→ Selected text
Next, we will define a transformation that converts inputs to torch tensors, and an augmentation function that takes in an image and corresponding annotation as input. Augmenting the inputs will allow the model to handle diverse inputs and increase its robustness. Our augmentation function apply_augmentations will apply horizontal and vertical flipping to images with a 50% probability. The bounding boxes are also adjusted to reflect the new positions.

transform = transforms.Compose([transforms.ToTensor()])

def apply_augmentations(img, target):
    if random.random() > 0.5:
        img = transforms.functional.hflip(img)
        bbox = target['bbox']
        x_min, y_min, width, height = bbox
        x_max = x_min + width
        y_max = y_min + height
        target['bbox'] = [img.width - x_max, y_min, width, height]

    if random.random() > 0.5:
        img = transforms.functional.vflip(img)
        bbox = target['bbox']
        x_min, y_min, width, height = bbox
        x_max = x_min + width
        y_max = y_min + height
        target['bbox'] = [x_min, img.height - y_max, width, height]

    return img, target

While there are various augmentations that we can apply, such as lighting, zoom-in/out, etc., our goal is to keep it simple to avoid overfitting as we are working with a small dataset. Putting it all together, let's define our target image size, dataset path and target classes to initialize a TACODataset object. For this project, we will be discarding categories where sufficient data is not available.

import os

target_classes = [
    'Plastic film', 'Unlabeled litter', 'Cigarette', 'Clear plastic bottle', 'Plastic bottle cap', 
    'Other plastic wrapper', 'Other plastic', 'Drink can', 'Plastic straw', 'Disposable plastic cup', 
    'Other carton', 'Styrofoam piece', 'Glass bottle', 'Pop tab', 'Plastic lid'
]

dataset_path = "./data"
ann_path = os.path.join(dataset_path, "annotations.json")
resize_dim = (800, 800)

dataset = TACODataset(
    root=dataset_path, 
    annFile=ann_path, 
    transform=transform, 
    augmentations=apply_augmentations, 
    target_classes=target_classes, 
    resize=resize_dim
)

Even with the augmentations, our dataset is quite small, which makes our model prone to overfitting to the training data. To ensure our model is more reliable and generalizable, we will perform cross-validation by splitting the data into 5 folds. and training and validating the model on each split. Each fold serves as the validation set once while the remaining folds form the training set.

→ Supplied entries
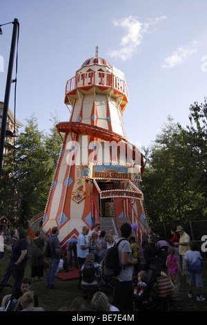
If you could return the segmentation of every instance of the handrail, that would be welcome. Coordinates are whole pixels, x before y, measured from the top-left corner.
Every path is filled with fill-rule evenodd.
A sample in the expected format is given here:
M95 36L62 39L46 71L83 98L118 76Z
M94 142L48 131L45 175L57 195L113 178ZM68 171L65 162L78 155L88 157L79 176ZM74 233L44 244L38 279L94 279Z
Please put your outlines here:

...

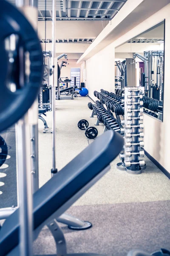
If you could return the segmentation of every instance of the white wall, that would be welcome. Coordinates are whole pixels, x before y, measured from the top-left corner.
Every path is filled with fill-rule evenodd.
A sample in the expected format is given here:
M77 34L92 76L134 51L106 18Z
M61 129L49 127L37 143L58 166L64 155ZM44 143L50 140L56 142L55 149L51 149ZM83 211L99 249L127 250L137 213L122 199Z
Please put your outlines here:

→ Exercise directions
Set down, word for word, the passage of the augmentation tutorial above that opens with the words "Next, we will" and closes with "the new positions.".

→ Reply to the task
Next, we will define a transformation that converts inputs to torch tensors, and an augmentation function that takes in an image and corresponding annotation as input. Augmenting the inputs will allow the model to handle diverse inputs and increase its robustness. Our augmentation function apply_augmentations will apply horizontal and vertical flipping to images with a 50% probability. The bounding boxes are also adjusted to reflect the new positions.